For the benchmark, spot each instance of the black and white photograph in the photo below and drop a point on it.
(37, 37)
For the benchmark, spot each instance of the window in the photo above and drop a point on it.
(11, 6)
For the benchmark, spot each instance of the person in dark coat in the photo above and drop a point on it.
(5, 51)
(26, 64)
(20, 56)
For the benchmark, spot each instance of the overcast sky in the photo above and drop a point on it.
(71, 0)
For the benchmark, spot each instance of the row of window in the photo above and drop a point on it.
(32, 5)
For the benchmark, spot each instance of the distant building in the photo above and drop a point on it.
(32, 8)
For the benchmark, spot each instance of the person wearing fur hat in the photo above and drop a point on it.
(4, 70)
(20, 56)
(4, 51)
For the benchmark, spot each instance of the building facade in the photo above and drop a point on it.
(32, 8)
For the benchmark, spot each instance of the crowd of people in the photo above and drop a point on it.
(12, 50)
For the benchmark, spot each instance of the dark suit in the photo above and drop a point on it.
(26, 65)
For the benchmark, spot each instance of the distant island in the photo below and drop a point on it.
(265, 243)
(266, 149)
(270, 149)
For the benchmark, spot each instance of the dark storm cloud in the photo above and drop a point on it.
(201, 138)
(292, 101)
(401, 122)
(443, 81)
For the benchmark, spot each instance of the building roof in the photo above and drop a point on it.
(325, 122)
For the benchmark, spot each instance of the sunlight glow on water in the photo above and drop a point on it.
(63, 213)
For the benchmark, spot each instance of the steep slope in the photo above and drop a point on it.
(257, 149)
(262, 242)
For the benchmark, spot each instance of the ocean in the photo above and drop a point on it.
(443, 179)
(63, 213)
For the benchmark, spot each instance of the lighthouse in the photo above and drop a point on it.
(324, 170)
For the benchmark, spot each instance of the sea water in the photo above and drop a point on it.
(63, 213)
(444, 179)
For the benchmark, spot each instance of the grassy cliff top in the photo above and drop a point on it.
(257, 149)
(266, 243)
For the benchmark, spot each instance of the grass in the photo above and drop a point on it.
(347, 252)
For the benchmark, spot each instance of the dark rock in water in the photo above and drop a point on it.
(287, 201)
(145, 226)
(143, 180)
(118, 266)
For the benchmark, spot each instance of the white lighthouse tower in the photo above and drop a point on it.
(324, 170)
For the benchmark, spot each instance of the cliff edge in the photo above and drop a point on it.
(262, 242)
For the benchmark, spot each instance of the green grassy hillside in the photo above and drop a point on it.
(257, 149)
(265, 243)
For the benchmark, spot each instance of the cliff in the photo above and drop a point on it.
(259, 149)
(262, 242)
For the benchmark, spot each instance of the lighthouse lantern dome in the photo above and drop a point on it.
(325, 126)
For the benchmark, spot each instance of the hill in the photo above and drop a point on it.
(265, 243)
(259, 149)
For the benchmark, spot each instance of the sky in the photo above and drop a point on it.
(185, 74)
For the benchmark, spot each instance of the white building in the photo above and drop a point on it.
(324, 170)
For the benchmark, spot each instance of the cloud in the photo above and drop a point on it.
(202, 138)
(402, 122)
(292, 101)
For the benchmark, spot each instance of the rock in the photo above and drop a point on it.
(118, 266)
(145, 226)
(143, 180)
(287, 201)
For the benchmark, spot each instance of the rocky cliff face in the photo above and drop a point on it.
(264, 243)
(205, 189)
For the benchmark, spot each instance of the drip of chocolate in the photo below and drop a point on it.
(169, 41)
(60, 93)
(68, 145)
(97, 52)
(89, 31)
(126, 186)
☆ ☆ ☆ ☆ ☆ ☆ ☆
■ Prompt ■
All of the data needs to be printed once more, exactly.

■ Answer below ■
For the benchmark, spot each instance of the black and white photograph in the photo below and drop a point on it.
(37, 37)
For the benchmark, spot each instance of the window in the photo above and drop a point on it.
(11, 6)
For the benchmark, spot each instance of the person in dark coat in the photo above and drop a point on it.
(5, 51)
(26, 64)
(20, 56)
For the benchmark, spot each instance of the overcast sky in the photo above and drop a point on it.
(71, 0)
For the benchmark, spot each instance of the row of window in the photo above and drop a point on it.
(32, 5)
For the benchmark, spot each instance of the distant building in the photo above and drop a point on it.
(32, 8)
For the benchmark, spot each instance of the person wearing fur hat in the photo above and drop a point on it.
(4, 70)
(20, 56)
(4, 51)
For the benchmark, spot each instance of the building facade in the photo above and drop a point on it.
(32, 8)
For the benchmark, spot each instance of the crowd of people in the photo above and drop a point on it.
(12, 50)
For the benchmark, spot each instance of the dark suit in the photo above and drop a point on it.
(26, 65)
For the benchmark, spot each instance of the distant island in the photo below and drop a point on it.
(265, 243)
(266, 149)
(270, 149)
For the benchmark, spot each instance of the dark storm cloud in the photo above and drop a point on it.
(201, 138)
(292, 101)
(401, 122)
(443, 81)
For the benchmark, spot each instance of the building roof in the photo above and drop a point on it.
(325, 122)
For the benchmark, spot each instance of the sunlight glow on water in the photo above and drop a point on it.
(63, 213)
For the benchmark, spot each instance of the steep slope in the photo above and drop a point on it.
(257, 149)
(262, 242)
For the benchmark, spot each instance of the ocean in the photo above and drop a point on it.
(443, 179)
(63, 213)
For the benchmark, spot each instance of the lighthouse in the photo above and drop a point on it.
(324, 170)
For the benchmark, spot each instance of the sea water in the photo above and drop a point on it.
(63, 213)
(444, 179)
For the benchmark, spot each instance of the grassy cliff top in the photo above and drop a point on it.
(257, 149)
(266, 243)
For the benchmark, spot each instance of the grass in the photo above and drop a point on it.
(347, 252)
For the benchmark, spot each instance of the dark rock in water in the photo above and drop a point on it.
(287, 201)
(145, 226)
(143, 180)
(118, 266)
For the benchmark, spot each instance of the white lighthouse tower in the photo above and drop a point on it.
(324, 170)
For the benchmark, spot each instance of the cliff edge in the photo above and drop a point on it.
(262, 242)
For the benchmark, spot each instance of the green grassy hillside in the photo above and drop a point on it.
(257, 149)
(265, 243)
For the benchmark, spot each instance of the cliff in the photo above and drop a point on it.
(259, 149)
(262, 242)
For the benchmark, spot each instance of the lighthouse lantern dome in the photo above and drop a point on it.
(325, 126)
For the benchmark, spot each instance of the hill in the photo above and drop a point on it.
(265, 243)
(259, 149)
For the benchmark, spot each instance of the sky in the photo above and drop a point on it.
(185, 74)
For the benchmark, spot each instance of the white building in the photo above and drop a point on it.
(324, 170)
For the benchmark, spot each instance of the cloud in the photo above and drop a point on it.
(202, 138)
(402, 122)
(292, 101)
For the benchmark, spot each instance of the rock in the photo above and drop a point on it.
(118, 266)
(145, 226)
(143, 180)
(287, 201)
For the benchmark, spot each instance of the rocky cliff face in the photo above and drop a point on it.
(264, 243)
(205, 189)
For the benchmark, spot each instance of the drip of chocolate in the photo below and drop a point on it.
(169, 41)
(60, 93)
(68, 145)
(97, 52)
(89, 31)
(126, 186)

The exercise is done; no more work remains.